_Data supplied_.

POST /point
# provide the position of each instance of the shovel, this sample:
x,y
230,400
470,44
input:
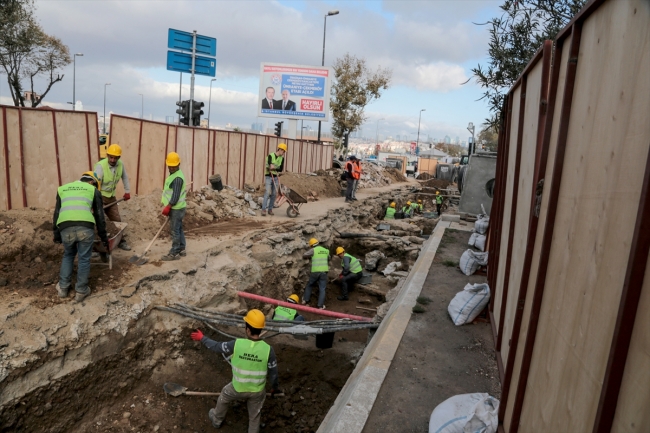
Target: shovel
x,y
176,390
141,259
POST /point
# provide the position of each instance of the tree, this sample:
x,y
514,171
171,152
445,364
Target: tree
x,y
354,87
515,36
27,52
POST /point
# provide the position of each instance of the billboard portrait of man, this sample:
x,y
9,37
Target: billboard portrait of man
x,y
286,104
269,103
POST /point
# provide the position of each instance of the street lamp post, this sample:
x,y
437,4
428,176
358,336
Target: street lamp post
x,y
329,14
417,142
74,82
210,101
105,84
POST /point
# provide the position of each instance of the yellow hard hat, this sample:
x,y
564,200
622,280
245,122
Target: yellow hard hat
x,y
255,318
173,159
114,150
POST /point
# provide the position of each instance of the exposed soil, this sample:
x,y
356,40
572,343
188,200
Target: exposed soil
x,y
435,358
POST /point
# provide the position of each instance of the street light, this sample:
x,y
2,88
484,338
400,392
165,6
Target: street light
x,y
417,142
74,73
210,101
106,84
329,14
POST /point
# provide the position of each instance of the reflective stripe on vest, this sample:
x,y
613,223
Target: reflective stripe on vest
x,y
275,160
284,313
109,181
76,202
249,362
355,264
319,260
168,192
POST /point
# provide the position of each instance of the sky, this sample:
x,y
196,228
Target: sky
x,y
430,46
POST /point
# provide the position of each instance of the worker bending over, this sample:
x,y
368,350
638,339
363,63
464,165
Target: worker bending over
x,y
173,198
252,360
390,212
78,210
319,268
273,168
351,274
109,171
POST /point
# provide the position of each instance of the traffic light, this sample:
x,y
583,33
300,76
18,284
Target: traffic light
x,y
184,111
197,112
278,129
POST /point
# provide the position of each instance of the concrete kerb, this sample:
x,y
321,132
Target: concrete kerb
x,y
355,401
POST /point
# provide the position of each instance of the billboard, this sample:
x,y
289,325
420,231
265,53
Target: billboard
x,y
294,92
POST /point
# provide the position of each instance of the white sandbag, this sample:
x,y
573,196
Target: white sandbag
x,y
480,242
471,260
466,413
469,303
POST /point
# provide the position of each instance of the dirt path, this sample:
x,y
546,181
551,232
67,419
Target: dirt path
x,y
436,359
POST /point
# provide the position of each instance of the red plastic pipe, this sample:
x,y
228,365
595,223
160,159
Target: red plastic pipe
x,y
302,307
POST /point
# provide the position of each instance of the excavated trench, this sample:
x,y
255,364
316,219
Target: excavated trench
x,y
100,366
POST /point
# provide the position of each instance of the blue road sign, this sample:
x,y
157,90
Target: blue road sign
x,y
182,62
178,40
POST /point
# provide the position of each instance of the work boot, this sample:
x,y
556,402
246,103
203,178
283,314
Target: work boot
x,y
63,292
212,414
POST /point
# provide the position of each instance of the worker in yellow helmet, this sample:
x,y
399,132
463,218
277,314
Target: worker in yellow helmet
x,y
109,171
77,212
173,198
273,168
252,361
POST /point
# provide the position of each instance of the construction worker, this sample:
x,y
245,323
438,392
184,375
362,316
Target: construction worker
x,y
173,198
274,166
439,200
78,210
286,313
319,268
252,361
390,212
109,171
351,274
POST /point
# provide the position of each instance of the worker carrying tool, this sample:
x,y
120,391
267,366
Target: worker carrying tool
x,y
351,274
109,171
173,198
390,212
252,361
78,210
319,268
274,167
286,313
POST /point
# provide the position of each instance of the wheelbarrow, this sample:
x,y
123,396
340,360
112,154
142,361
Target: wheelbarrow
x,y
113,242
292,198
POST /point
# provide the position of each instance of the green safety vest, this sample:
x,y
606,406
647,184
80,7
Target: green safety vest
x,y
284,313
355,264
319,260
276,161
168,191
249,362
109,182
76,202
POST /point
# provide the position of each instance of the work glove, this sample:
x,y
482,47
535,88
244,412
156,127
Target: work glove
x,y
197,336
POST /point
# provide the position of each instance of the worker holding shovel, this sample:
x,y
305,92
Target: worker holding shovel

_Given exercise_. Select every line in the records above that contains the word "vest", treating uppercase and lowercase as different.

_The result_.
# provide the position of each instance of the reflective stripe on vest, this sample:
Target: reflective stripe on vest
# provide the position of each instance of the green safety vest, this sample:
Target: green safety vest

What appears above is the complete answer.